==== Given information
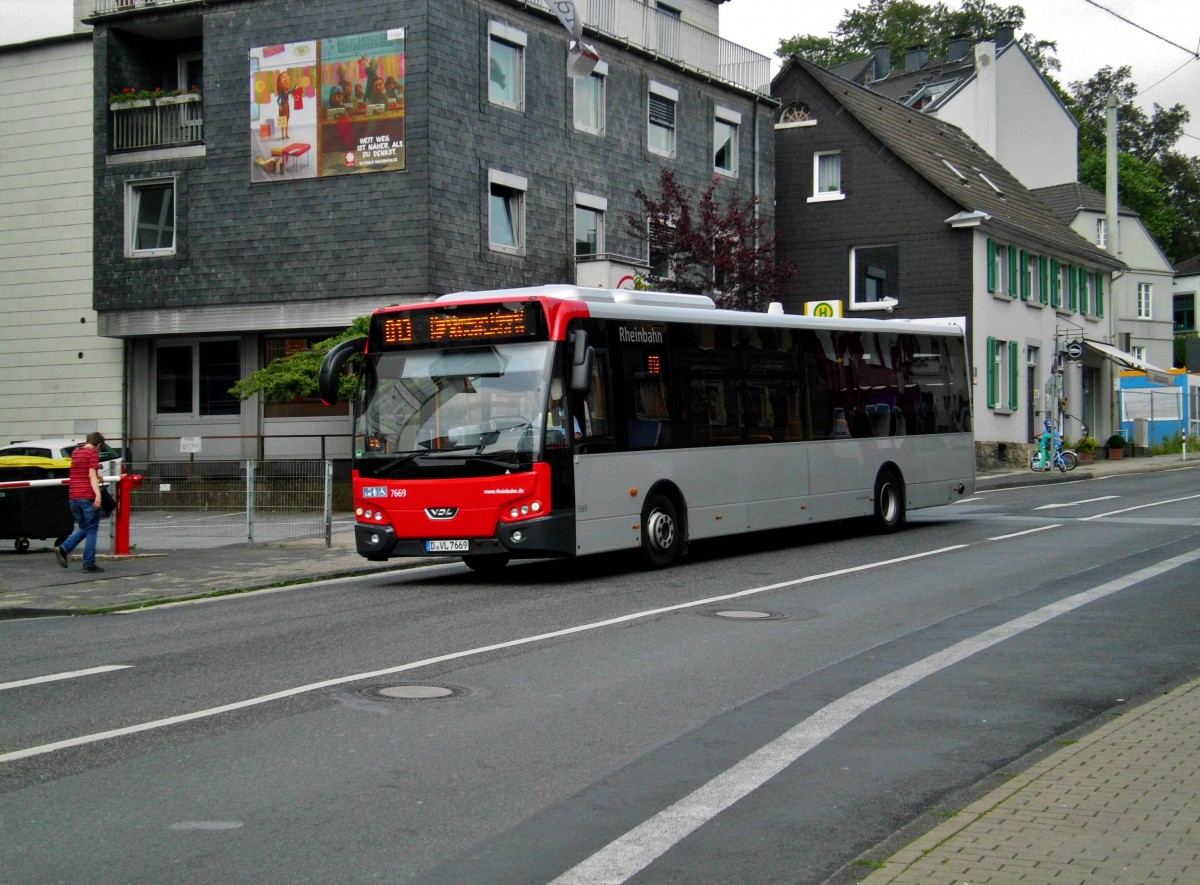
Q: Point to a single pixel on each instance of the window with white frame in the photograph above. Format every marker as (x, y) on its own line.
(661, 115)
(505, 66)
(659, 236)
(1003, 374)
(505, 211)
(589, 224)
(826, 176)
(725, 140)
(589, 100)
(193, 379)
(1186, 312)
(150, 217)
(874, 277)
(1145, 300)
========
==== Given information
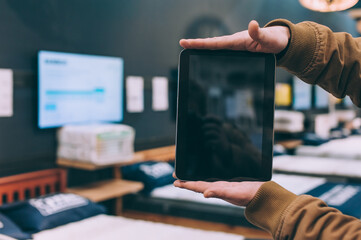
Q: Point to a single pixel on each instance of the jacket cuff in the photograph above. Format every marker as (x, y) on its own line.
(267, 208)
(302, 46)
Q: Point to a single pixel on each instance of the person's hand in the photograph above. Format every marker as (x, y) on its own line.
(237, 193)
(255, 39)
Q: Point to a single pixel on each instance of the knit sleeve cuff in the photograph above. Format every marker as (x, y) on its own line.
========
Among the records above, a stretch begins at the line containing "of the jacket" and ends at the line containing "of the knit". Restate that stretch word for word, and nothing else.

Q: Point to a single pixel on each instance of the jacket cuff in the photograph above. Format every marker as (x, y) on its own line.
(267, 208)
(302, 46)
Q: Point to a single pixel on each instance of the person's hand in the photograph above. Format every marker as (x, y) on its own line.
(237, 193)
(255, 39)
Q: Point to a single pixel on each instance of the knit sleeve cuff in the photograph above. Format every marker as (x, y) on its own line.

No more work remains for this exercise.